**TASK INSTRUCTIONS:** Print each record below exactly as it appears.

───── EXERCISE DATA

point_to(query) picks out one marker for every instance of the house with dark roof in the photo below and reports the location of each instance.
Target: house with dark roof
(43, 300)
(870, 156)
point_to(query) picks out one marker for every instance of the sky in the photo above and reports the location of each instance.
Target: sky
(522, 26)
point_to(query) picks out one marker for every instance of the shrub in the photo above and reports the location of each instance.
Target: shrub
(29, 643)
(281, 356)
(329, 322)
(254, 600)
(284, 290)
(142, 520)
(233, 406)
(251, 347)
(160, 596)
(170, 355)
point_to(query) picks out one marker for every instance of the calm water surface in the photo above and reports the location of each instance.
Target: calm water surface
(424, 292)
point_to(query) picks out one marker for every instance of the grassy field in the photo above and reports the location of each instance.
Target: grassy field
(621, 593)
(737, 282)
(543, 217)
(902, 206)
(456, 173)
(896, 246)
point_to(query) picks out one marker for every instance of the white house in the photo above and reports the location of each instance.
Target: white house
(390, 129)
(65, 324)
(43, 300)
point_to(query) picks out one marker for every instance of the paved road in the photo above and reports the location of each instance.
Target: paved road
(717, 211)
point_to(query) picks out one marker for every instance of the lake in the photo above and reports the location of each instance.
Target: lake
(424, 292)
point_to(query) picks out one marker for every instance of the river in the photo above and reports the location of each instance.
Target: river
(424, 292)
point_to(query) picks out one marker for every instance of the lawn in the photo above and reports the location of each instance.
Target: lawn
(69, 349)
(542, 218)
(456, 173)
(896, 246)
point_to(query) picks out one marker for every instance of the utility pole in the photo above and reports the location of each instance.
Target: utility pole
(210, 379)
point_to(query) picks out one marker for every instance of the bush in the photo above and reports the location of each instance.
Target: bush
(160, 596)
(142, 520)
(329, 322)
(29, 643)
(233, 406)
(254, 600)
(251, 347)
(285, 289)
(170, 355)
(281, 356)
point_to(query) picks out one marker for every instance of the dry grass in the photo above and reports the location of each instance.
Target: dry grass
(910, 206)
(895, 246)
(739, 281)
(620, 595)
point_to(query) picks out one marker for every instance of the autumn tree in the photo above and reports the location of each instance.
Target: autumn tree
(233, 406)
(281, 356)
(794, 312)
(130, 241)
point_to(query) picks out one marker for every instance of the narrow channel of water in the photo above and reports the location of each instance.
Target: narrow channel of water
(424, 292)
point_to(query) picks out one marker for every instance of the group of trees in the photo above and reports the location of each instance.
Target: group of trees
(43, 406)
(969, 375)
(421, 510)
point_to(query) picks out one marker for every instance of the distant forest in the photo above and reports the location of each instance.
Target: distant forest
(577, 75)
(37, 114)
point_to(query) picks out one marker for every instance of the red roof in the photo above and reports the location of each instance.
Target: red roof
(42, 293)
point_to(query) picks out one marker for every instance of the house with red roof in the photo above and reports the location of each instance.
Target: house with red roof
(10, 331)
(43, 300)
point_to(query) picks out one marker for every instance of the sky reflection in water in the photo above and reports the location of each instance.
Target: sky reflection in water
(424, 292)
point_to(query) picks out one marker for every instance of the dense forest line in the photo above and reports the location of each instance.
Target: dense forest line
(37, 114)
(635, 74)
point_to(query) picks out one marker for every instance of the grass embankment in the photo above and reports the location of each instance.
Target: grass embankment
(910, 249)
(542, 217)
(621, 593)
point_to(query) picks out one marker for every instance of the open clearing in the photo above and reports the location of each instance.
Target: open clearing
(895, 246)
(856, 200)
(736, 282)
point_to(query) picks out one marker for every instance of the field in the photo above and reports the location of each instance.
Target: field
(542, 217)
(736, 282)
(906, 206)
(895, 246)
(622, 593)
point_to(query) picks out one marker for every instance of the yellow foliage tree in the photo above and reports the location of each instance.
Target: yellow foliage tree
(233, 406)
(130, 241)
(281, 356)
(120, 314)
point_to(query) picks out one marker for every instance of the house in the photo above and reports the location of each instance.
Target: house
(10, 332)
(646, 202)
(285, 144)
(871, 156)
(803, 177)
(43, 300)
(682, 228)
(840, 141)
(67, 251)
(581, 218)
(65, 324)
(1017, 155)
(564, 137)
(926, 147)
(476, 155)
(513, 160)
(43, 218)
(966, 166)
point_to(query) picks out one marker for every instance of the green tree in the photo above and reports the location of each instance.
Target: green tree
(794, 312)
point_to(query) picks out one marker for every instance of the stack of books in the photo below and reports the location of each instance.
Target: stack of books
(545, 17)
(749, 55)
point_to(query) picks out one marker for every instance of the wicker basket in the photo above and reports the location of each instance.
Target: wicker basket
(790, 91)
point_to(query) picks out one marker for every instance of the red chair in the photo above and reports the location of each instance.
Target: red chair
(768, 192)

──────────

**EXERCISE ANSWER:**
point_to(query) picks out one marker for every instance of the house with dark roof in the photo below and reports the location of each instance.
Target: house with dark roof
(43, 300)
(870, 156)
point_to(query) picks out one marker for every instance of the sky in the photo above and reports the location of each instance.
Target: sky
(522, 26)
point_to(query) picks out one marker for every instance of the shrub in the photo above and reports the location of each instance.
Target: shrub
(29, 643)
(281, 356)
(329, 322)
(254, 600)
(284, 290)
(142, 520)
(233, 406)
(251, 347)
(160, 596)
(170, 355)
point_to(query) picks out one marker for every instance of the calm water surface in the photo above and reports the location of each instance.
Target: calm water surface
(424, 292)
point_to(query) picks out one marker for every instance of the grassy field in the photo above and reports the location of each instance.
Target: grassy field
(621, 593)
(737, 282)
(543, 217)
(902, 206)
(456, 173)
(896, 246)
point_to(query) picks out one marker for every instance of the white house in the photo above and reports the location of each instance.
Target: white house
(390, 129)
(65, 324)
(43, 300)
point_to(query) picks out one marker for every instance of the paved road in the photo above and reports the location of each instance.
Target: paved road
(717, 211)
point_to(query) picks out one marker for every instance of the lake in the photo above and reports the location of each instance.
Target: lake
(424, 292)
point_to(query) picks out one marker for every instance of the river in the photo above and reports the location of each instance.
Target: river
(424, 292)
point_to(query) picks out one marker for every instance of the lawn in the photo above and reports the location of each instance.
Target: lawn
(69, 349)
(542, 218)
(456, 173)
(896, 246)
point_to(query) picks out one marker for every instance of the utility pole in the photo above and reports the location of each instance.
Target: utility pole
(210, 379)
point_to(query) picks out one marker for every instance of the bush in the photo above and reports the location of each instance.
Target: bush
(160, 596)
(142, 520)
(329, 322)
(29, 643)
(233, 406)
(254, 600)
(251, 347)
(285, 289)
(170, 355)
(281, 356)
point_to(query) picks out one marker for every instance of the dry grass in the photo above and reports the location of each instance.
Target: dry grass
(910, 206)
(895, 246)
(739, 281)
(620, 595)
point_to(query) picks out one marker for every instance of the autumn tree in the photo above and reports the location of each instance.
Target: autumn tree
(233, 406)
(281, 356)
(794, 312)
(130, 241)
point_to(query) picks out one marker for every instance of the narrow channel of water in the photo above and reports the location of each instance.
Target: narrow channel of water
(424, 292)
point_to(query) picks out one marker for every instance of the group of trees in the photo above and reports the location of each instance.
Target: group of trees
(43, 406)
(969, 375)
(421, 510)
point_to(query) picks out one marker for every instance of the distant forest in the photo above and reports the location of each instance.
Target: distant forest
(577, 75)
(37, 114)
point_to(query) picks out one marker for every instance of the red roof in the photo above and reports the location of each instance.
Target: red roof
(42, 293)
point_to(query) picks out one marker for every instance of the house with red roof in the photo above and reports the location of each instance.
Target: house with red roof
(10, 331)
(43, 300)
point_to(query) picks out one marker for every instance of the sky reflection in water in the photo above and reports the location of each instance.
Target: sky reflection in water
(424, 292)
point_to(query) picks out one marker for every instance of the dense forest line in the photo above and reports the location of each instance.
Target: dense forest line
(37, 114)
(635, 74)
point_to(query) picks out one marker for every instance of the grass embankment in the photo above and reports the location of each instance.
Target: grass embankment
(910, 249)
(542, 217)
(621, 593)
point_to(query) picks out one marker for every instance of the open clearing in the photo above and reports the location of each instance.
Target: open clearing
(895, 246)
(856, 200)
(736, 282)
point_to(query) picks out one marker for every instance of the field in the photo above and reports the location of each instance.
Target: field
(542, 217)
(736, 282)
(906, 206)
(895, 246)
(622, 593)
point_to(query) picks out one marker for every instance of the yellow foliage tree in the photo above and reports the location of each instance.
Target: yellow foliage tree
(233, 406)
(130, 241)
(281, 356)
(120, 314)
point_to(query) picks out one marker for every instance of the house in the photo above and reports the location of each instance.
Target: house
(10, 332)
(646, 202)
(285, 144)
(871, 156)
(803, 177)
(43, 300)
(682, 228)
(840, 141)
(67, 251)
(581, 218)
(65, 324)
(1017, 155)
(564, 137)
(926, 147)
(476, 155)
(513, 160)
(43, 218)
(966, 166)
point_to(query) picks out one marker for every instance of the green tree in the photo above and reports the location of each instance.
Target: green tree
(794, 312)
point_to(query) picks out one marker for every instance of the stack of books in the photo below and reports the location of each instance.
Target: stack of books
(545, 17)
(749, 55)
point_to(query) picks out one marker for every instance of the wicker basket in the photo above and reports the location of each instance.
Target: wicker basket
(790, 91)
point_to(query) picks out one marker for every instance of the red chair in the photo above and reports the location of each instance.
Target: red chair
(768, 192)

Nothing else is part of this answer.